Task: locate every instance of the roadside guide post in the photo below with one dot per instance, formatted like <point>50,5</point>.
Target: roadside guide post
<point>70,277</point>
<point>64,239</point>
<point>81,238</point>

Task details ▸ Convert the lines above into a JSON list of strings, one string per line, leaving out any blank lines.

Solution for this exercise ▸
[
  "Task: locate every instance of the roadside guide post in the photo below with one dot per instance, formatted like <point>50,5</point>.",
  "Target: roadside guide post",
  "<point>70,277</point>",
  "<point>64,239</point>",
  "<point>81,238</point>"
]